## AIM OF THE EXERCISE
Reproduce word for word the lines of the listing below, starting at the line that contains "Where can you see the bollard?" and continuing through the end of the listing.

━━━ DATA PROVIDED ━━━

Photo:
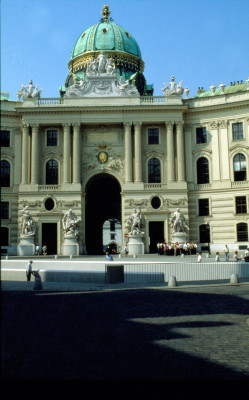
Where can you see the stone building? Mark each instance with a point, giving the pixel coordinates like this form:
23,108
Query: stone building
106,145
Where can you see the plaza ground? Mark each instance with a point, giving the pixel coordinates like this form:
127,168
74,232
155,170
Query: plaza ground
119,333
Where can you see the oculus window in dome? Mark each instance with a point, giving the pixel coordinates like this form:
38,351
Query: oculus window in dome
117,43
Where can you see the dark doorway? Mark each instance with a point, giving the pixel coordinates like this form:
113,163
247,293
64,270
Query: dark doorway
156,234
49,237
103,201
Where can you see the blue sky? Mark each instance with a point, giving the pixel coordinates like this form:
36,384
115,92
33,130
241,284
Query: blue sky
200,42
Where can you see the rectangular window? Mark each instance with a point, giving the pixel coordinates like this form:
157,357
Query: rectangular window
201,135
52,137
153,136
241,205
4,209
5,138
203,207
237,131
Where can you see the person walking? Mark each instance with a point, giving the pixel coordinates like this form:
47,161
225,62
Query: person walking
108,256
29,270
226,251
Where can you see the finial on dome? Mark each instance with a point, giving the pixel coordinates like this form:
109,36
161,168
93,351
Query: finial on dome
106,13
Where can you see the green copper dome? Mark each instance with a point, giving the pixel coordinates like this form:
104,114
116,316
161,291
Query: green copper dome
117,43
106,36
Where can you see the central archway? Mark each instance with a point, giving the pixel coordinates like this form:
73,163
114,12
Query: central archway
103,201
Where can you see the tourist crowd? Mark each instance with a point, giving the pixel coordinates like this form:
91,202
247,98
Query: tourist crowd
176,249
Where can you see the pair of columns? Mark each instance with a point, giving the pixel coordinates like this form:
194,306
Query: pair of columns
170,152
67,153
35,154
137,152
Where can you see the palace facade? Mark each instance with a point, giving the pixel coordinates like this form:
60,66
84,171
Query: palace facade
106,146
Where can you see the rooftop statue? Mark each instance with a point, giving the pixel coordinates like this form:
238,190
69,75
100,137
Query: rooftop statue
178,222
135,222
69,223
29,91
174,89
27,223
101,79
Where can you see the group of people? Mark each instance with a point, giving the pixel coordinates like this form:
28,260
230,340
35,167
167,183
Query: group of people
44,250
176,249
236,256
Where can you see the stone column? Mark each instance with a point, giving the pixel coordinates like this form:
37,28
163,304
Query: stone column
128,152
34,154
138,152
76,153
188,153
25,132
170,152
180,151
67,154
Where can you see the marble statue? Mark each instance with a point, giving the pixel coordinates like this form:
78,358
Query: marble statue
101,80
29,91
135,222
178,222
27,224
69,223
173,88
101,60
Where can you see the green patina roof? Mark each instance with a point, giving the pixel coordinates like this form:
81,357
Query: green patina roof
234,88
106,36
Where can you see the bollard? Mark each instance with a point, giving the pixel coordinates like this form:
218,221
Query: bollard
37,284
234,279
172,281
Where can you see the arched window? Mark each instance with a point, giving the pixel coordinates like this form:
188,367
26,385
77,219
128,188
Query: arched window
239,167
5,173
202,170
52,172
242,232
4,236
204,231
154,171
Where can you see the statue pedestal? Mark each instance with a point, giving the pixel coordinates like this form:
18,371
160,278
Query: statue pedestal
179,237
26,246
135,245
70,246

━━━

## EXERCISE OUTPUT
Where can you see the bollard? Mark each instance with a point, giving the pixel coordinates like this form:
218,221
Query: bollard
37,284
234,279
172,281
Where can you see the arched window? Mark each instance with a point, giving the pixel coordinates like this form:
188,367
26,385
77,219
128,188
Query: arched window
239,167
5,173
202,170
52,172
242,232
4,236
204,231
154,171
Where can you see the statue pedestal? Mark each instance with a point, giving the pixel coordinates like this form:
18,371
160,278
Query: statue pedestal
179,237
26,246
135,245
70,246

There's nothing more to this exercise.